Exercise data:
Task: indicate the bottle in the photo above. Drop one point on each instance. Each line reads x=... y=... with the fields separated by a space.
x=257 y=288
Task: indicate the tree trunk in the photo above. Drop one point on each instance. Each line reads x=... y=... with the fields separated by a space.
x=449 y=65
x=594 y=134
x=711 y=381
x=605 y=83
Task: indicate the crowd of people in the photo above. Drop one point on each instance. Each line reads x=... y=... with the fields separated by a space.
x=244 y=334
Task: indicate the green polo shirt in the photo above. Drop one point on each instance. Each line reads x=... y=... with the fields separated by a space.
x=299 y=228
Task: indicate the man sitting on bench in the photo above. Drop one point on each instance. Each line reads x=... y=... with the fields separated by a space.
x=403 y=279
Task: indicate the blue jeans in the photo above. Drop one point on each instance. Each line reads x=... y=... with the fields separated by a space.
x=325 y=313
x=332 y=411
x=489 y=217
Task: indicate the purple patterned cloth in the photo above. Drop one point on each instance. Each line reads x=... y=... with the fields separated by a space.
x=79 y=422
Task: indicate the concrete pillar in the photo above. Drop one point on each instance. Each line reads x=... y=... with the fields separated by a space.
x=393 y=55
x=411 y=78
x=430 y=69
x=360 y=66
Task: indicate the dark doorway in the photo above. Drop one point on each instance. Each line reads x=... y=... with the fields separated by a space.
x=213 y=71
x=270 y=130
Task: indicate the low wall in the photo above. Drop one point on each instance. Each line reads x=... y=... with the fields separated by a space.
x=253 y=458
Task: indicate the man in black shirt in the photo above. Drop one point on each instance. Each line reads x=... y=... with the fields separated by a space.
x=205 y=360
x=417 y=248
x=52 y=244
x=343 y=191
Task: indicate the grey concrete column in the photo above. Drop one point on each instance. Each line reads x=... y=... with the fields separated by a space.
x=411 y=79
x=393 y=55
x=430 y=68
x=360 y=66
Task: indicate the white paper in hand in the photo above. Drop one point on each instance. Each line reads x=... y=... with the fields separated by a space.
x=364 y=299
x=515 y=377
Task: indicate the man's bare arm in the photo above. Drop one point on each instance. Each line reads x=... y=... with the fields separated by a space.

Assignment: Write out again exactly the lines that run from the one holding "Task: indicate the low" through the last line of the data; omit all other lines.

Output of the exercise:
Task: indicate the low wall in the photo above. Drop one point on each instance. Each line reads x=... y=... with the fields separated by a space.
x=253 y=458
Task: indicate the man in black shirt in the photo above. Drop one point on each instance. Each line reads x=... y=... with the fields separated by a space.
x=205 y=360
x=417 y=248
x=52 y=244
x=343 y=191
Task: indicate the grey concrete column in the photo above. Drop one point on each instance. Each line reads x=... y=... with the fields separated by a space.
x=411 y=79
x=393 y=55
x=430 y=68
x=360 y=66
Task: indicate the white paper in hand in the photo above. Drop one point on each instance. Each line reads x=... y=... with the fields separated by a space.
x=364 y=299
x=515 y=377
Task: indicate the man's bare arm in the photo above. Drop one point on each instance. Each line reads x=... y=... with the fields separated by a space.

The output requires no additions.